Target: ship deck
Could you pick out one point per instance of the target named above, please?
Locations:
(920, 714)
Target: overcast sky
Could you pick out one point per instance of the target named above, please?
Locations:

+---+

Word for word, give the records again.

(EXPECTED ANSWER)
Target: ship deck
Could you pick out one point per instance of the target named above, please?
Locations:
(920, 714)
Target: overcast sky
Could you pick out one point per instance of the target named above, please?
Locations:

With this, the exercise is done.